Return only the tail of the data below, word for word: the line with "point: the grass tuft in this photo" and each line after it through the final one.

ENTRIES SUPPLIED Start Marker

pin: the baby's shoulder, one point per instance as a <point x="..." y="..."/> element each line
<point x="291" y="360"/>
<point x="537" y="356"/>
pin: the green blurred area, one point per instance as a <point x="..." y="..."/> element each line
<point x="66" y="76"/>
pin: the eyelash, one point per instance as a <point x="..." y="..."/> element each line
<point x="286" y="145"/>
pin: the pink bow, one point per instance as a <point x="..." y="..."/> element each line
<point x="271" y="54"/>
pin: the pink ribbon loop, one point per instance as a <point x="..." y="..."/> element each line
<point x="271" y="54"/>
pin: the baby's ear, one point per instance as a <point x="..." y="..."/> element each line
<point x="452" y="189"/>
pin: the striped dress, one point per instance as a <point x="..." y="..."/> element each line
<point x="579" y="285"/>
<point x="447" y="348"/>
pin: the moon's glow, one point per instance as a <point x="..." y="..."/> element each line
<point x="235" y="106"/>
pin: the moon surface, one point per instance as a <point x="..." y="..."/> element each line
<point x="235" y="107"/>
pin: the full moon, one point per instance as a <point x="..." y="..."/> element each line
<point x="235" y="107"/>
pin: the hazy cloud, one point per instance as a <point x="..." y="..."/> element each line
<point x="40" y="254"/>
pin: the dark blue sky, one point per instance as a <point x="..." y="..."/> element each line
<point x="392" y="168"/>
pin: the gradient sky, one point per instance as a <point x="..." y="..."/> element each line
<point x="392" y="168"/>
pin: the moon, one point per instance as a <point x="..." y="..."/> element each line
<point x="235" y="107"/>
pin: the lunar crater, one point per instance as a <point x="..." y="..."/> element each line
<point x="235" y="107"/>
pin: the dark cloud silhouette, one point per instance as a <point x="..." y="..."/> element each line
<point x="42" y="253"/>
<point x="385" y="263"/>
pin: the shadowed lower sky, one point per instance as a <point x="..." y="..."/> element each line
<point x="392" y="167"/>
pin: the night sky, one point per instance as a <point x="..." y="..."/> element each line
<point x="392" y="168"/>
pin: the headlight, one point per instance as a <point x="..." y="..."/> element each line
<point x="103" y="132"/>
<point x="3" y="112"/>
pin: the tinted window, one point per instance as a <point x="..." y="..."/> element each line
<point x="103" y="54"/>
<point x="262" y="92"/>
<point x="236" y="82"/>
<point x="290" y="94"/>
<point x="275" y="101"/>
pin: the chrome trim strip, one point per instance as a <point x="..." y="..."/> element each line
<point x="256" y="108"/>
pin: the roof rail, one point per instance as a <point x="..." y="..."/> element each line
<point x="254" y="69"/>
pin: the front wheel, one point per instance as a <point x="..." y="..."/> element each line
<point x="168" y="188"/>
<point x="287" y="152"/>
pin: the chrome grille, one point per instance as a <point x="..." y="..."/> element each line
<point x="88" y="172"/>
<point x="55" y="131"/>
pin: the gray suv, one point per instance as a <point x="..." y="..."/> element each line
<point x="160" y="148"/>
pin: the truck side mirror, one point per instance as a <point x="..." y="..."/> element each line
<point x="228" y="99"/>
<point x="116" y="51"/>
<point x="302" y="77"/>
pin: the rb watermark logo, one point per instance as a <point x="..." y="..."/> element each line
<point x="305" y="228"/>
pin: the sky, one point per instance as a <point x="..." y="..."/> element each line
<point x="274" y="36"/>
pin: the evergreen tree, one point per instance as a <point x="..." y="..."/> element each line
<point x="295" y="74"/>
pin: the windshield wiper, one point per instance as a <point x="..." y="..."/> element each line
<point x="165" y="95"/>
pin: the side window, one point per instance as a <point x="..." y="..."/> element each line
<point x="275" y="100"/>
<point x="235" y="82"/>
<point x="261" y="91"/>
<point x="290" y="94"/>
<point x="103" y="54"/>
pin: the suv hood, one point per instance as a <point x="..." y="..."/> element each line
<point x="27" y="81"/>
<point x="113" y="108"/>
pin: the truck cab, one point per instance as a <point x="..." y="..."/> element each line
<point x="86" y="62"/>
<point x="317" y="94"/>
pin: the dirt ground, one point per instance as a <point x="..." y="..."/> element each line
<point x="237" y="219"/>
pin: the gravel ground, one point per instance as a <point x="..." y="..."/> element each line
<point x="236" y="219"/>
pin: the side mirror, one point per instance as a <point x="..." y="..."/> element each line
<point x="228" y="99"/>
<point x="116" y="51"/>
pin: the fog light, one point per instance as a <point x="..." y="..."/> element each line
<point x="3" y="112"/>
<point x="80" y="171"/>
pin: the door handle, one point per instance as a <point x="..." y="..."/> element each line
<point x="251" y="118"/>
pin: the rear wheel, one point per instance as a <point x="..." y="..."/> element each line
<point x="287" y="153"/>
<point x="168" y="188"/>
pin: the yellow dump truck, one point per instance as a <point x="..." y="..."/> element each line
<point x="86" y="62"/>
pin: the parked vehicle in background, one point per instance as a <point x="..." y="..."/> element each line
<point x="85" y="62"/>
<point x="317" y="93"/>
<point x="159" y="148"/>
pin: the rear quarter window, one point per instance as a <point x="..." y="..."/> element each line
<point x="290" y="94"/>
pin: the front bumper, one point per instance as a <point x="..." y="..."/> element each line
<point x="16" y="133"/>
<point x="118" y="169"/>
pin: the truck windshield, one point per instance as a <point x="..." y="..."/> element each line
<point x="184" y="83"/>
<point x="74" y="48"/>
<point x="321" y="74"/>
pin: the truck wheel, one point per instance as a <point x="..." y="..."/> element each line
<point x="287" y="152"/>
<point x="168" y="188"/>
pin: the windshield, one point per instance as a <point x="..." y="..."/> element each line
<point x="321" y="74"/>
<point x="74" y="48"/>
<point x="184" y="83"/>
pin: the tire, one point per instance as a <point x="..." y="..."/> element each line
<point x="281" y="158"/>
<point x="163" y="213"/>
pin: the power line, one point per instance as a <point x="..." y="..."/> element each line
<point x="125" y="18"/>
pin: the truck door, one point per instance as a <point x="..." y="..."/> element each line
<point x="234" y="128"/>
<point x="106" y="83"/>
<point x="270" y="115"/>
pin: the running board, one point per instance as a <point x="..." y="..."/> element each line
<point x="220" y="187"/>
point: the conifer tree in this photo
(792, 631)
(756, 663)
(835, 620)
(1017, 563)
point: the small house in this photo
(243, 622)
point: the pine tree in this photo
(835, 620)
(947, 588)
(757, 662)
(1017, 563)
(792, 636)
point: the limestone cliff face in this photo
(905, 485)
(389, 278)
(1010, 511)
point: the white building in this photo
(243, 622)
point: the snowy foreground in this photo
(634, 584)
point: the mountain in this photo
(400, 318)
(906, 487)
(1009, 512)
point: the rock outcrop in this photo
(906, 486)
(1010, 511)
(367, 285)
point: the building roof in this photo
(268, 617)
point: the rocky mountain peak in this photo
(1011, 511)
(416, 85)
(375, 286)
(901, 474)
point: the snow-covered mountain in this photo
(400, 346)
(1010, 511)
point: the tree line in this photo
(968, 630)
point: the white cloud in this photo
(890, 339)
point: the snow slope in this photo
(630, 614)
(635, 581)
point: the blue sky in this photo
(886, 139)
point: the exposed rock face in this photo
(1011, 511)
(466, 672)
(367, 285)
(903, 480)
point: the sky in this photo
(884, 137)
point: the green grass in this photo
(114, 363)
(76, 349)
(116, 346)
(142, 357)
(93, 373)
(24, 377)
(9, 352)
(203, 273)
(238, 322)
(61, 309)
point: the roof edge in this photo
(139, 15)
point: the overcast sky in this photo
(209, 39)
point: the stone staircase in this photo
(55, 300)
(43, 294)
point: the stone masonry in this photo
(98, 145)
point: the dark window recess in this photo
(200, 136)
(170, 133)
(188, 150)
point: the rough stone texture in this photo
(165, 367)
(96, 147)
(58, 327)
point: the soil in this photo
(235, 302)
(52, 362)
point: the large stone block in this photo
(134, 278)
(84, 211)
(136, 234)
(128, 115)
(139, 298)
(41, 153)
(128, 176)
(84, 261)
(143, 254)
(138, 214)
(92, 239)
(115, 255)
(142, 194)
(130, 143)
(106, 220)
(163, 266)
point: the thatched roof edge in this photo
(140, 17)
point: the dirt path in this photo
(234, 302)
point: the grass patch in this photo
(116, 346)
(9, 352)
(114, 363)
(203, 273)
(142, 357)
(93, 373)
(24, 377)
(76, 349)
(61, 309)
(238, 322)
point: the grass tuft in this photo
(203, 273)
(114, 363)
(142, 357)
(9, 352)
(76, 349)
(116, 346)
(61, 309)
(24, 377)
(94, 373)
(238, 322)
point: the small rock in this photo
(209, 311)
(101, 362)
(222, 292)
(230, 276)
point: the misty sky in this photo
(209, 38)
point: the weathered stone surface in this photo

ENTRIES SUPPLIED End Marker

◆ **OUTPUT BELOW**:
point: the grass tuft in this photo
(203, 273)
(114, 363)
(142, 357)
(9, 352)
(76, 349)
(116, 346)
(61, 309)
(24, 377)
(94, 373)
(238, 322)
point: the small rock in this photo
(209, 311)
(101, 362)
(222, 292)
(230, 276)
point: the misty sky in this photo
(209, 38)
point: the weathered stone surface in this photo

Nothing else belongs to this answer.